Aim – In the data below, restate exactly the lines from the one with "Phrase: green plant stalk" to the final line, both included, but not the pictures.
* Begin Entries shown *
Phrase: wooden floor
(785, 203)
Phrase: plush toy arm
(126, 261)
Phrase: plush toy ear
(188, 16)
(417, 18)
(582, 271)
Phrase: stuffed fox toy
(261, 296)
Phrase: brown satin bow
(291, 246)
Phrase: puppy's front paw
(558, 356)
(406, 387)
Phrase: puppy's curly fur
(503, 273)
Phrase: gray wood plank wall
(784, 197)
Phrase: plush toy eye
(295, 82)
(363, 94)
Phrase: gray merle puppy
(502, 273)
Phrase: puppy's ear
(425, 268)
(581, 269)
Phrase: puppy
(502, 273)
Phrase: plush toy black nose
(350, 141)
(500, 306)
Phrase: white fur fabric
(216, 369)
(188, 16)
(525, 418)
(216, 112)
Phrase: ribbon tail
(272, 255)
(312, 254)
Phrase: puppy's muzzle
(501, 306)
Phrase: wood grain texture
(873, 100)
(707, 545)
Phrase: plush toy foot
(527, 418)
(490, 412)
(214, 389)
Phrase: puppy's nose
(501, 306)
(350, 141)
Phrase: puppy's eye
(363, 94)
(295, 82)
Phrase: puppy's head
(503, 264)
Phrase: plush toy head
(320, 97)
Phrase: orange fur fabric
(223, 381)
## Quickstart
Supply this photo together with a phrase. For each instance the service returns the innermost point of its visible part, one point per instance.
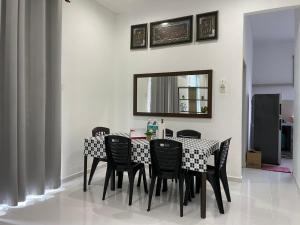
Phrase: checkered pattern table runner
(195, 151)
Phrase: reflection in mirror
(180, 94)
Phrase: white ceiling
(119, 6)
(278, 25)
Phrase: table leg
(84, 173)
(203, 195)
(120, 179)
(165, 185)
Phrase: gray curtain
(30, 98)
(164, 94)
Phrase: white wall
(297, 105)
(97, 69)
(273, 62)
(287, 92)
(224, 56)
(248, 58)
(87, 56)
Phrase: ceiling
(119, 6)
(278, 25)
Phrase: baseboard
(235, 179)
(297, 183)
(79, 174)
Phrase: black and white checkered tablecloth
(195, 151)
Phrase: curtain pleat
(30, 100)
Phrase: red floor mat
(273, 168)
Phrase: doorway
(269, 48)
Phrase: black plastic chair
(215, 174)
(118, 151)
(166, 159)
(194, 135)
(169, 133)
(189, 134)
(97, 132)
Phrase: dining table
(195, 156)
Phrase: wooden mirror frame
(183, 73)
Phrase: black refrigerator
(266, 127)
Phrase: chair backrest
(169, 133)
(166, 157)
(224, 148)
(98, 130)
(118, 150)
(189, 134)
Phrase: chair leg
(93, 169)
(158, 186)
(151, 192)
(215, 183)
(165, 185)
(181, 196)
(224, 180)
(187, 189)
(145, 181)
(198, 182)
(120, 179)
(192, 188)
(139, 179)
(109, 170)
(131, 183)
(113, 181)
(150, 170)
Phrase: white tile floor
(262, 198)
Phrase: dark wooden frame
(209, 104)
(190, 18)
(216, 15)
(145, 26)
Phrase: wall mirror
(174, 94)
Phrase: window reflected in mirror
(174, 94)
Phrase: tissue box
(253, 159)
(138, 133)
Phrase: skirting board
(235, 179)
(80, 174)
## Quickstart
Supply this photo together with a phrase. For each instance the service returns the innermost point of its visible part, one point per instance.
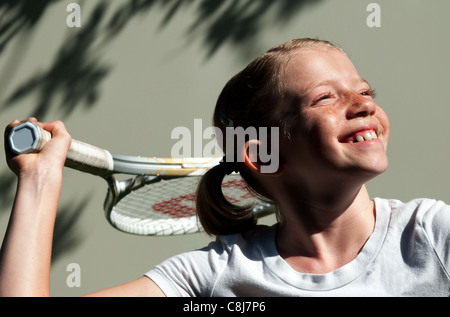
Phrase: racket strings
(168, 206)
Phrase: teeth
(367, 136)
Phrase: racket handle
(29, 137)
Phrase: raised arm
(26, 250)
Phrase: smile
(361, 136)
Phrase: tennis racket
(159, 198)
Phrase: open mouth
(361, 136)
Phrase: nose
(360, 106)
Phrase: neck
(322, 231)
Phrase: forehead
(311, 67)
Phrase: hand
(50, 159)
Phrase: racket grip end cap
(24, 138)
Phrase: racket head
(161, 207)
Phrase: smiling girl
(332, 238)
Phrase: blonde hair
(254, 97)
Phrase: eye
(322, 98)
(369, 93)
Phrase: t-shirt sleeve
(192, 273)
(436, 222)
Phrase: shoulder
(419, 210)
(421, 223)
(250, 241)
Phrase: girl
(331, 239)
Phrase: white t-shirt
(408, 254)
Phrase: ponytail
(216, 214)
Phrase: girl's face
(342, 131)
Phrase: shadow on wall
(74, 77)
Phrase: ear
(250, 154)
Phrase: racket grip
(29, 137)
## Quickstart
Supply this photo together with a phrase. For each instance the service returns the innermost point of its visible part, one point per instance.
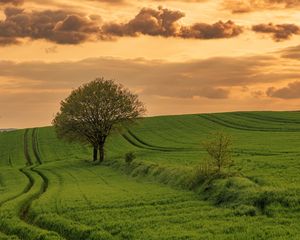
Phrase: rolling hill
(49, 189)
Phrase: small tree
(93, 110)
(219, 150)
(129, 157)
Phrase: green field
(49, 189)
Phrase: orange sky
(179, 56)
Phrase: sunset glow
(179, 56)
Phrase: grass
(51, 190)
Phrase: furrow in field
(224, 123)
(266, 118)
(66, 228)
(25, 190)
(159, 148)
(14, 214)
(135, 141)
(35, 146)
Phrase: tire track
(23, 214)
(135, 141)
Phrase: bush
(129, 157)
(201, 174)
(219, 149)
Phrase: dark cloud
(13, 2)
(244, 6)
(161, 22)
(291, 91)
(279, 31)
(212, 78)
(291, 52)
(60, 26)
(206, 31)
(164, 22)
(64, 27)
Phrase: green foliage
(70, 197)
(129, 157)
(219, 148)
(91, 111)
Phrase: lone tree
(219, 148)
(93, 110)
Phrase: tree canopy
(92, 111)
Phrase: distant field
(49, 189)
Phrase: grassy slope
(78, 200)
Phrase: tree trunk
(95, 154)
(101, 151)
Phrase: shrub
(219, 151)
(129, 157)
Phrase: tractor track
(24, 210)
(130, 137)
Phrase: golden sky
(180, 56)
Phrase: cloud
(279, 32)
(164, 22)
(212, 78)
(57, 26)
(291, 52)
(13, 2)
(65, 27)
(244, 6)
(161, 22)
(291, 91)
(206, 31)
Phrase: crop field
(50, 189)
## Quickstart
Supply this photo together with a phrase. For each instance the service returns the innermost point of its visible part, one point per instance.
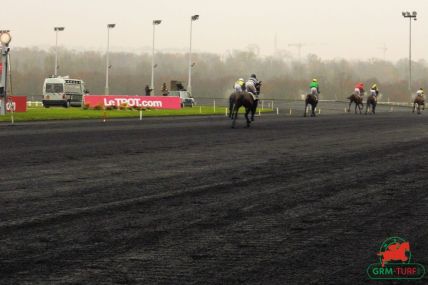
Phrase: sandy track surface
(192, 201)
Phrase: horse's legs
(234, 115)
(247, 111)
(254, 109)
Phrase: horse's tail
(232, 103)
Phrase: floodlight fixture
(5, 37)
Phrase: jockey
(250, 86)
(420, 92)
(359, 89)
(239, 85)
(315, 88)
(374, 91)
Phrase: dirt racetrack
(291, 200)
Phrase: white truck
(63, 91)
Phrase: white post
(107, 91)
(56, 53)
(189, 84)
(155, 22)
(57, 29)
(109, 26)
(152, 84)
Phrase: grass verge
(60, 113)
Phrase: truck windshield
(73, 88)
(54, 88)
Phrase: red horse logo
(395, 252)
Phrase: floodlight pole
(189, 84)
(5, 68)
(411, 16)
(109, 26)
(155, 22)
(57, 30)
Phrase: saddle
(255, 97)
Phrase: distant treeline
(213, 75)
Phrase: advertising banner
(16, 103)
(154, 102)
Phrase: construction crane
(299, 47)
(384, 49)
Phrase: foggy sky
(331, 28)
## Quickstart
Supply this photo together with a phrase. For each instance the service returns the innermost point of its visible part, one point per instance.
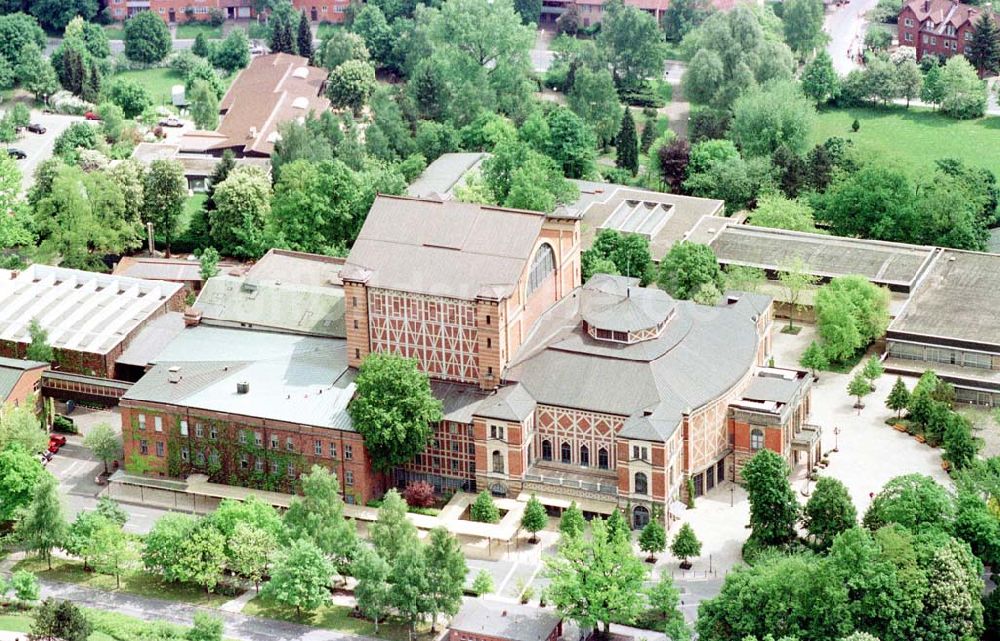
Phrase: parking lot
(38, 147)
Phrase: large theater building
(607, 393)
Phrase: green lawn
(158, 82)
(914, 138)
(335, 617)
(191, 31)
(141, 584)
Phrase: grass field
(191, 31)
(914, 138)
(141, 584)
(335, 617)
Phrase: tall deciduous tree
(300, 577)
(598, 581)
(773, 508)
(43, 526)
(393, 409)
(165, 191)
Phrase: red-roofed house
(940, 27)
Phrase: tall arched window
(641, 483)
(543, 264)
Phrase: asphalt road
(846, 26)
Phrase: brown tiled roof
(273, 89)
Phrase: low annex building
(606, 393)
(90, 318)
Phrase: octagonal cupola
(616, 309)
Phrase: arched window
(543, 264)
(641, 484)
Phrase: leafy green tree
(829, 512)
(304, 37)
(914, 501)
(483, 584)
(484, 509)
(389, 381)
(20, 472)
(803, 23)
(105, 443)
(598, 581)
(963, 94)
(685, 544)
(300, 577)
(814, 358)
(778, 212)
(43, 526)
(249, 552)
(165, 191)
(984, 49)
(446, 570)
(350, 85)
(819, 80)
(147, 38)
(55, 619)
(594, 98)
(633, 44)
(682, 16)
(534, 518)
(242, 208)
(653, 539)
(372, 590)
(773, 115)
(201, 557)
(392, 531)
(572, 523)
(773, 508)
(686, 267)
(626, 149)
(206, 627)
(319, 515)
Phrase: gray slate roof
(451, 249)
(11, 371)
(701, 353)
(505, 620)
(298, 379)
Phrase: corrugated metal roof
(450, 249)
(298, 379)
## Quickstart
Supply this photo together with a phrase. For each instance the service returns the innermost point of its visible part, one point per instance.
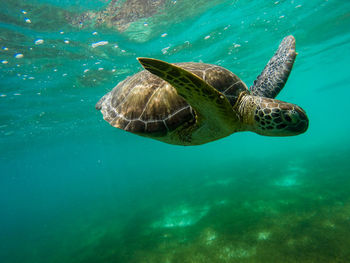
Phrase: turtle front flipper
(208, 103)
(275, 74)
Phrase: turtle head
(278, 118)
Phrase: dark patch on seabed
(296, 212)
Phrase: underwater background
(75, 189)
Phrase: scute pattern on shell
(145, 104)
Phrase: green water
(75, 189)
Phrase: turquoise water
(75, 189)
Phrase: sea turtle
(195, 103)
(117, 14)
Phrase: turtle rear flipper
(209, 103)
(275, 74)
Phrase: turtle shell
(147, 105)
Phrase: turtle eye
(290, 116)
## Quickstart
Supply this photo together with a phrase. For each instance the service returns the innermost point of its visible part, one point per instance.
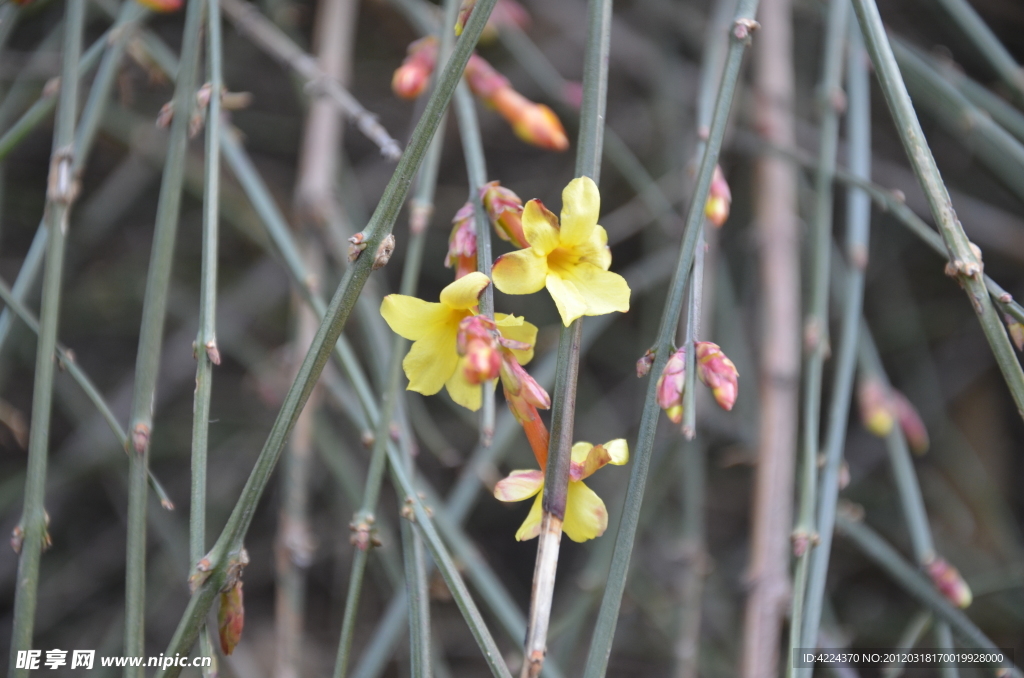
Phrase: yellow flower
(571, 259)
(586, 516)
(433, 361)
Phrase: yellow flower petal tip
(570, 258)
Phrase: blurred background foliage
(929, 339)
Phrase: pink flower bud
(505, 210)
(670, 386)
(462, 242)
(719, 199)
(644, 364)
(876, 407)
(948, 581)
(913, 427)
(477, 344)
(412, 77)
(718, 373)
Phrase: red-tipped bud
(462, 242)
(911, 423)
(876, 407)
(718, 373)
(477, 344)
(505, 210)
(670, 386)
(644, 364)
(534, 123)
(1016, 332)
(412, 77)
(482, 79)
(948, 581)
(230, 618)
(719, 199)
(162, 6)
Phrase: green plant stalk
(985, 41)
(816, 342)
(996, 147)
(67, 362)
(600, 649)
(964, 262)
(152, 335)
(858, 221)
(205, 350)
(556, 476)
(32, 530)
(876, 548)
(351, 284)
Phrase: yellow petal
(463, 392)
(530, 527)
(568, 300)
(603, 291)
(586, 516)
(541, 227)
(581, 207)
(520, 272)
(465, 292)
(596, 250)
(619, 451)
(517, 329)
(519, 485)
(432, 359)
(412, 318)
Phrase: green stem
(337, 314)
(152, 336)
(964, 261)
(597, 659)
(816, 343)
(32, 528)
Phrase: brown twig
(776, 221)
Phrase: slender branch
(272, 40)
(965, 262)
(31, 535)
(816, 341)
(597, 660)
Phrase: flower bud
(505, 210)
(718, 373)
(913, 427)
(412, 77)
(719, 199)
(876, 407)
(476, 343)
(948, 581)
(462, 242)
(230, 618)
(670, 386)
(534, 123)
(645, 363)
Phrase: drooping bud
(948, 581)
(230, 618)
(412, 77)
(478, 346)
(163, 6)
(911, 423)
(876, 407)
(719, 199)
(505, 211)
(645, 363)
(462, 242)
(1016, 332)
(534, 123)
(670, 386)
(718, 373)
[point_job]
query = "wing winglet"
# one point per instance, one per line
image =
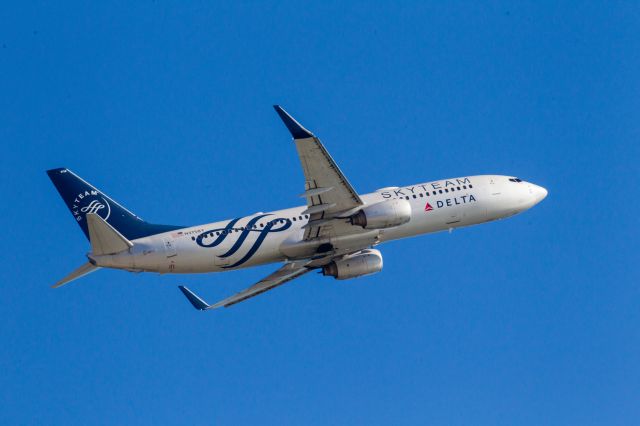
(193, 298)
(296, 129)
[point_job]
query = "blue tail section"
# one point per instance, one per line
* End Entries shown *
Exercise output –
Phrase: green plant stalk
(985, 41)
(816, 342)
(996, 147)
(67, 362)
(600, 649)
(964, 262)
(152, 335)
(858, 221)
(205, 350)
(556, 476)
(32, 530)
(876, 548)
(351, 284)
Phrase: yellow petal
(463, 392)
(530, 527)
(568, 300)
(603, 291)
(586, 516)
(541, 227)
(581, 207)
(520, 272)
(465, 292)
(596, 250)
(619, 451)
(517, 329)
(519, 485)
(432, 359)
(412, 318)
Phrase: green stem
(337, 314)
(152, 336)
(964, 261)
(597, 659)
(816, 343)
(32, 528)
Phrase: brown twig
(776, 221)
Phrase: slender branch
(272, 40)
(965, 262)
(31, 535)
(816, 341)
(597, 660)
Phrase: flower bud
(505, 210)
(718, 373)
(913, 427)
(412, 77)
(719, 199)
(876, 407)
(476, 343)
(948, 581)
(462, 242)
(230, 618)
(670, 386)
(534, 123)
(645, 363)
Phrase: drooping bud
(948, 581)
(230, 618)
(412, 77)
(478, 346)
(163, 6)
(911, 423)
(876, 407)
(719, 199)
(505, 211)
(645, 363)
(462, 242)
(1016, 332)
(534, 123)
(670, 386)
(718, 373)
[point_job]
query = "wing winglet"
# one point per instance, one per line
image =
(193, 298)
(296, 129)
[point_job]
query = "blue tail section"
# one point per instance, one per line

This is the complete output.